» **REQUIRED TASK**
Translate this sentence from the passage on model likelihood into Spanish: "Likelihood estimates this quality for our model by multiplying all prediction probabilities."

--- start PAGE ---

Likelihood estimates this quality for our model by multiplying all prediction probabilities. Higher is the joint probability, the better is model’s prediction quality. However, direct multiplication may have the following issue:

n = 5
for word in words[:n]:
  likelihood = 1.0
  w = ['<START>'] + list(word) + ['<END>']
  for ch1, ch2 in zip(w, w[1:]):
    p = probs[stoi[ch1], stoi[ch2]]
    likelihood *= p
  print(f'Model predicts {word} is {likelihood:.9f} likely')

# output
Model predicts emma is 0.000003478 likely
Model predicts olivia is 0.000000025 likely
Model predicts ava is 0.000165674 likely
Model predicts isabella is 0.000000000 likely
Model predicts sophia is 0.000000026 likely

Question: How to fix the issue above?

--- end PAGE ---
--- start RECORDS SUPPLIED ---

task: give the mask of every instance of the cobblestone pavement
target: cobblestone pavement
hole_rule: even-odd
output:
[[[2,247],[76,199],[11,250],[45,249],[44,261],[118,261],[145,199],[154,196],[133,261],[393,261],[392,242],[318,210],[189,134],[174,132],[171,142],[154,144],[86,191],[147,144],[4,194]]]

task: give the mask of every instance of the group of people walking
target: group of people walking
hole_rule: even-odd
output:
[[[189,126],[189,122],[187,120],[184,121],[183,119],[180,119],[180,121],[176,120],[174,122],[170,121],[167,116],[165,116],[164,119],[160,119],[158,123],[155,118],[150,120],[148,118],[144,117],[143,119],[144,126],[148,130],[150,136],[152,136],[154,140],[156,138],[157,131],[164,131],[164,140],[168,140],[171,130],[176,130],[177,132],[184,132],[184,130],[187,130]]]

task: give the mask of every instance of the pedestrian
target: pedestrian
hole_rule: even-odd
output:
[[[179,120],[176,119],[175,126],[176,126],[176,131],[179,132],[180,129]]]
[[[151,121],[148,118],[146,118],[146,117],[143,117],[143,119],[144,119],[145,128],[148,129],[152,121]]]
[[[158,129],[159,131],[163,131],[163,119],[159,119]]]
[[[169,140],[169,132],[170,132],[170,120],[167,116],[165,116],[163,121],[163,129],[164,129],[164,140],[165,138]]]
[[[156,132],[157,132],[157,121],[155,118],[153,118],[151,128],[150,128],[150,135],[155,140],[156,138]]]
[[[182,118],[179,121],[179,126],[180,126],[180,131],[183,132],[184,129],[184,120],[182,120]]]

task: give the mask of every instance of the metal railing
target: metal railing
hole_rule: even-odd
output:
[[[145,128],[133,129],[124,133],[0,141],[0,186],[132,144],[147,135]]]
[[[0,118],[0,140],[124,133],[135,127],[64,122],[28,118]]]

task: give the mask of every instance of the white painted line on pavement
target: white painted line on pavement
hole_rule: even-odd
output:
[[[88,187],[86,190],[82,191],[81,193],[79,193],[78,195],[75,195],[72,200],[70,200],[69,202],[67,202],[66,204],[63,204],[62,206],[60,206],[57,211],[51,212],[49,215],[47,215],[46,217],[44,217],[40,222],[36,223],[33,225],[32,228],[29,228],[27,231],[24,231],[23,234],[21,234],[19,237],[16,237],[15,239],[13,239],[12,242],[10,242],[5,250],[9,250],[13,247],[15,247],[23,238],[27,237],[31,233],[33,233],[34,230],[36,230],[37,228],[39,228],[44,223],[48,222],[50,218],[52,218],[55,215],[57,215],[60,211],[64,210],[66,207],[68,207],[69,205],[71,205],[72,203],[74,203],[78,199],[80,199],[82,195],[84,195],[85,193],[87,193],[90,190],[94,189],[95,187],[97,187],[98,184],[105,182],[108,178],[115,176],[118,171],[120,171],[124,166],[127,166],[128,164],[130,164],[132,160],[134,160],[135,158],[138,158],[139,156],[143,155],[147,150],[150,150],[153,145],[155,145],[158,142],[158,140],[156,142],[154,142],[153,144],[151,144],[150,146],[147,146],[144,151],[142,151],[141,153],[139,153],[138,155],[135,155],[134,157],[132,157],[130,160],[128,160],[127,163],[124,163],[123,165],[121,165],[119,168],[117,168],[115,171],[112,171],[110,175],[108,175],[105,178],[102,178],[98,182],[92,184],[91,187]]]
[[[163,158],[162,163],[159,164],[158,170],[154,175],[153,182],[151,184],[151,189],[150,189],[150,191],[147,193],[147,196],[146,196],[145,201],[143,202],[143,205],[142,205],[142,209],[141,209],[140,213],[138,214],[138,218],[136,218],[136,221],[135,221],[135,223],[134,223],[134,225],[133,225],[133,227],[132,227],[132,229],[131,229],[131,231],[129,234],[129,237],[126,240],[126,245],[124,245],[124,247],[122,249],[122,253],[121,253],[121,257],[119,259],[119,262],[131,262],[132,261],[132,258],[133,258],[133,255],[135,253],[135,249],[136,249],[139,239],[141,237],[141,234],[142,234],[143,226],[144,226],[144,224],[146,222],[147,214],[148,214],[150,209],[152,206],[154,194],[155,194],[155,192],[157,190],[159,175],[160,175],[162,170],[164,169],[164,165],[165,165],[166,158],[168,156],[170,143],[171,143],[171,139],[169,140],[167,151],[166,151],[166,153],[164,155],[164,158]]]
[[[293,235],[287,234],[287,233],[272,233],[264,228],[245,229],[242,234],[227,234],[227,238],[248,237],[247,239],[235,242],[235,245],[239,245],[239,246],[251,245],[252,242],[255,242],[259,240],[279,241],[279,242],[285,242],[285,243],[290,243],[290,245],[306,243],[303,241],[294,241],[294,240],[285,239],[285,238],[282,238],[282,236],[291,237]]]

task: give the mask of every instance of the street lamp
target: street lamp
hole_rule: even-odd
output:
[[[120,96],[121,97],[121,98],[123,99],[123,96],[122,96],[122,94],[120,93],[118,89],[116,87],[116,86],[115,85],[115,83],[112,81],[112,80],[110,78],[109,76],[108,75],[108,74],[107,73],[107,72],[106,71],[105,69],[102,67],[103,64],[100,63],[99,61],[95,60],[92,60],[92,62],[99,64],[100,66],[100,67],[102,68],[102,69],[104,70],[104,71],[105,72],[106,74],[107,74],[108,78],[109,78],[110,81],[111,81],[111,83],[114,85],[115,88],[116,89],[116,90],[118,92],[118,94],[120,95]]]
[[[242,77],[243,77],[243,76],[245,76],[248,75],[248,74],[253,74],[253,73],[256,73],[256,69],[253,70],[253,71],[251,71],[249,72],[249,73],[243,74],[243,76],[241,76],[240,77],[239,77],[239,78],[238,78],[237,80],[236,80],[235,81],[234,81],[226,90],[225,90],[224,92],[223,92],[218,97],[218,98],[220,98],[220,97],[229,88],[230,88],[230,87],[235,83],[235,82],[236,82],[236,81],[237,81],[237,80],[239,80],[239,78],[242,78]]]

--- end RECORDS SUPPLIED ---

» **THE OUTPUT**
La verosimilitud estima esta calidad para nuestro modelo multiplicando todas las probabilidades de predicción.